* **The exercise**: Find every line in the items below that contains the string "boat", and copy each of those lines. Case counts when matching.

* **Data section**:
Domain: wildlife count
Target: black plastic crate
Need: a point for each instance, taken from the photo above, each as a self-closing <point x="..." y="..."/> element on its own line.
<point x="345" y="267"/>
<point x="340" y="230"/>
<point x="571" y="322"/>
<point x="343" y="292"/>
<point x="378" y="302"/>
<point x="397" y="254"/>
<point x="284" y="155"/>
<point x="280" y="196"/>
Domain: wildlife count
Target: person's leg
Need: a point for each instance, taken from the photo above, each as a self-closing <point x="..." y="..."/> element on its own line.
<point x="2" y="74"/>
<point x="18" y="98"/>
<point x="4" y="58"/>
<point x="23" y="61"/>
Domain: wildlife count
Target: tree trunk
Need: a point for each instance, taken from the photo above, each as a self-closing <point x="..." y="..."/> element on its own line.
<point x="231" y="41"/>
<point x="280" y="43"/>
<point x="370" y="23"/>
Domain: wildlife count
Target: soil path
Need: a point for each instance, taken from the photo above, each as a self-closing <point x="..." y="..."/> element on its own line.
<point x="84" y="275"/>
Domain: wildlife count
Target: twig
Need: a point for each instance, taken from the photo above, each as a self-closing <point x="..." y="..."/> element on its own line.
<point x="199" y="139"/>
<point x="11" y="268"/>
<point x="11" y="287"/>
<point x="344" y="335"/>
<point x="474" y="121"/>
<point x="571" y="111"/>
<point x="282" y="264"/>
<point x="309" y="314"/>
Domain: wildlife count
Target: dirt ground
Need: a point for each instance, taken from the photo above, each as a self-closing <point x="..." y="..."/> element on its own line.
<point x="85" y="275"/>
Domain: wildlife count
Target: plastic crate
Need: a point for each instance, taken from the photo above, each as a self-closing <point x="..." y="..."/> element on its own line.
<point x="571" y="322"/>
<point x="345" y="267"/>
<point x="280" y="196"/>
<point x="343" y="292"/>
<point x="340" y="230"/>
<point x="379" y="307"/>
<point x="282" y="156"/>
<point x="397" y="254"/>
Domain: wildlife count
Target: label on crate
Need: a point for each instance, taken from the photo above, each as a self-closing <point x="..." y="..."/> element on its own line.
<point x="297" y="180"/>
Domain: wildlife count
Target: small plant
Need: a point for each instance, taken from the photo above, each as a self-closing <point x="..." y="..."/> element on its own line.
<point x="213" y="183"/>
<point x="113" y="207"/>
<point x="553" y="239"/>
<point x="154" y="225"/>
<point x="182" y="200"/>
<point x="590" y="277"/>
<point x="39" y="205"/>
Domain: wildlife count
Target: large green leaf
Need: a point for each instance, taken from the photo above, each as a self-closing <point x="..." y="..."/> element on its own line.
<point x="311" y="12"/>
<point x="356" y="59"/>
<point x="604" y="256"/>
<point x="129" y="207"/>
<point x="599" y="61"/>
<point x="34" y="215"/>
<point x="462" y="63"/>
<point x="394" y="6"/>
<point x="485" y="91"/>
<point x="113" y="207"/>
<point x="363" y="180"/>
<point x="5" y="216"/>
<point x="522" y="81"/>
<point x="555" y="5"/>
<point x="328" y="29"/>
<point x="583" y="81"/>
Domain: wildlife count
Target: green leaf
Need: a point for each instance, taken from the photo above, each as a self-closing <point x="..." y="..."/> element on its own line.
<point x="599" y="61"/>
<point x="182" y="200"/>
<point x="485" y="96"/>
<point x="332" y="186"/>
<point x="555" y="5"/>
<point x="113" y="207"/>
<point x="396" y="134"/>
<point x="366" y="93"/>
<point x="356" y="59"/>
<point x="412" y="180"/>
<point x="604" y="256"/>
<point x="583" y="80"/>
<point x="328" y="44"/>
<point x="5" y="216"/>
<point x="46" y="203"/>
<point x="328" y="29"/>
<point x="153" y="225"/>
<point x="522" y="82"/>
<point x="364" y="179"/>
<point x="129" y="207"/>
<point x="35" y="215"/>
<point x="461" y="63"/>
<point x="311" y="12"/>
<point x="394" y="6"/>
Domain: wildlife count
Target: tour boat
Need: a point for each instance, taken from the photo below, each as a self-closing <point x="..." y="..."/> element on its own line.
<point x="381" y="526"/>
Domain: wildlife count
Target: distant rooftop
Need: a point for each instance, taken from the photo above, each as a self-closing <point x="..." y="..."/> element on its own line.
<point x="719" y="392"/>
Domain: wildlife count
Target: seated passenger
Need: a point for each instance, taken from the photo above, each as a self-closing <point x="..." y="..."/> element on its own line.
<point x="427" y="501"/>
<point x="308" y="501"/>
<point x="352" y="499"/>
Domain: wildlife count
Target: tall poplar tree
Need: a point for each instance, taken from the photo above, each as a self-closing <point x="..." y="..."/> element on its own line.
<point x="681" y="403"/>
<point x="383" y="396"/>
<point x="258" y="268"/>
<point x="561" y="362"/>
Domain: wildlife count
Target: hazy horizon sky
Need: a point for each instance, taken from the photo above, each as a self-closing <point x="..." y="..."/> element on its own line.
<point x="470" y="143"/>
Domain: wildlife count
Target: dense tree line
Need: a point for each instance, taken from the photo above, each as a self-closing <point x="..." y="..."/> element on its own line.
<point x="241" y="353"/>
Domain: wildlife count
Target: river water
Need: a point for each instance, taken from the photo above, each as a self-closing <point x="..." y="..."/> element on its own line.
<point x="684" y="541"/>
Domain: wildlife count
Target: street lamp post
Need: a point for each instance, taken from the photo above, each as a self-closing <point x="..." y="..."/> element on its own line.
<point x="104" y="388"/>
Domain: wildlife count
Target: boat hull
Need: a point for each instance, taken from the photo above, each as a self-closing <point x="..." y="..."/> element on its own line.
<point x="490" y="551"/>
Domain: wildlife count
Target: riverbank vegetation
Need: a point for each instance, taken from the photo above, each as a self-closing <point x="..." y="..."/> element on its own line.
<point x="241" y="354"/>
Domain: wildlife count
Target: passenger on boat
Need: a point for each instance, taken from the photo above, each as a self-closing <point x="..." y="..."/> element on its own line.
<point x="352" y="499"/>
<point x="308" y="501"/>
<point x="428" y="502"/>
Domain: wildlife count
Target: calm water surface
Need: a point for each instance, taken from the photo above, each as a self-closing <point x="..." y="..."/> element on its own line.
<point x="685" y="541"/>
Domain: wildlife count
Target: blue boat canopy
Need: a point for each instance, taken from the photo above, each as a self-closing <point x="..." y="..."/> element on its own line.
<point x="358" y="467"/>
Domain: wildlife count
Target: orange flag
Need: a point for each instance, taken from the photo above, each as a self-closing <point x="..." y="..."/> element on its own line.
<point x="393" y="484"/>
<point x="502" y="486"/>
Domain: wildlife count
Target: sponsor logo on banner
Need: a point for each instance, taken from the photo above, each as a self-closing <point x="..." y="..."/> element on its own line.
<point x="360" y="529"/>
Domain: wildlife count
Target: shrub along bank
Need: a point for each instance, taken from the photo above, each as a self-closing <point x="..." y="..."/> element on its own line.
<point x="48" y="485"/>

* **Finished task**:
Target: tour boat
Target: boat hull
Target: passenger on boat
Target: blue boat canopy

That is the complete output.